**Passage given**
Saturday, October 27, 2012

Goldilocks' Chocolate Stout

Grabbed a all-grain chocolate stout kit from the brew shop (forgot the grain bill _again_.)  8.5 lbs grain = 11 liters = 3 gallons @175 F.  Added the grain and it was too hot.  Dropped some ice in and it was still too hot.  Dropped some more ice in and it was still too hot.  Dropped about a quart of tap water in and it was too cold.  Boiled the kettle and poured it in - 3 times! - and it was still too cold.  4th kettle and it was close enough (148 F) that I started the timer while boiling it one more time.  Bloody hell!

The only thing I can think of to explain it is that the first batch of ice did the job, and I didn't stir well enough or wait long enough for the thermometer to register the change.

Aaaaanyways, the low grain bill is in part because we add 10 oz dextrose, an 12.5 oz lactose.  I'm also adding 3.15 oz (90g - 1 wheel) of Mexican drinking chocolate, finely ground.  All of that went in the wort.

3/4 oz UK Challenger (AA 6.5%) @ 1 hour.
1/4 oz UK Challenger (AA 6.5%) @ 15 min.

initial SG 1.040

Sourdough Baguette

Baking appears to be at least as much chemistry as cooking, so I thought I'd better take notes as I'm experimenting with a new (to me) recipe.  Here seems as good a place as any.

Laur gave me a sourdough starter, and I'm playing with it.  Starting from here, making some adjustments based on the adjustments that worked for my other baguette recipe, and some from a page Laur gave me on making sourdough sourer.  Keeping the adjustments small to start, figuring I can tweak more later once I've seen how well it worked.

Fed 60g of starter (down 5g, for extra sour) with 70g water and 70g flour.  Using Gold Medal unbleached all-purpose flour throughout.  I was supposed to let that sit for about 6 hours according to the recipe - I gave it more like 15, because I didn't feel like doing the second step at 1am.  We'll see if that matters, but the be-more-sour guide recommends lengthening and slowing the growth stages, so I think its all to the good.

Mixed:

600g flour
187g starter mix (200 less the scrapings in the bowl, down a bit for extra sour)

**Provided material**

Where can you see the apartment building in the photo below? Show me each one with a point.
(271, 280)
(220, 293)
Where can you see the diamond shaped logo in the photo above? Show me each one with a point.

**Required tasks**
• A. Update the sourdough baguette notes: begin at the words that have "Laur gave me a", stop after "to the good.", and swap "water" for "milk".
• B. Based on the blog post, answer yes or no to each statement and quote the words that decide it. (i) The stout's initial SG was 1.040. (ii) The sourdough starter was fed with 80g of flour. (iii) The writer let the fed starter sit about 6 hours before the second step.

**Problem solutions**
• A.
Laur gave me a sourdough starter, and I'm playing with it.  Starting from here, making some adjustments based on the adjustments that worked for my other baguette recipe, and some from a page Laur gave me on making sourdough sourer.  Keeping the adjustments small to start, figuring I can tweak more later once I've seen how well it worked.

Fed 60g of starter (down 5g, for extra sour) with 70g milk and 70g flour.  Using Gold Medal unbleached all-purpose flour throughout.  I was supposed to let that sit for about 6 hours according to the recipe - I gave it more like 15, because I didn't feel like doing the second step at 1am.  We'll see if that matters, but the be-more-sour guide recommends lengthening and slowing the growth stages, so I think its all to the good.

• B.
(i) Yes: "initial SG 1.040"
(ii) No: "with 70g water and 70g flour"
(iii) No: "I gave it more like 15"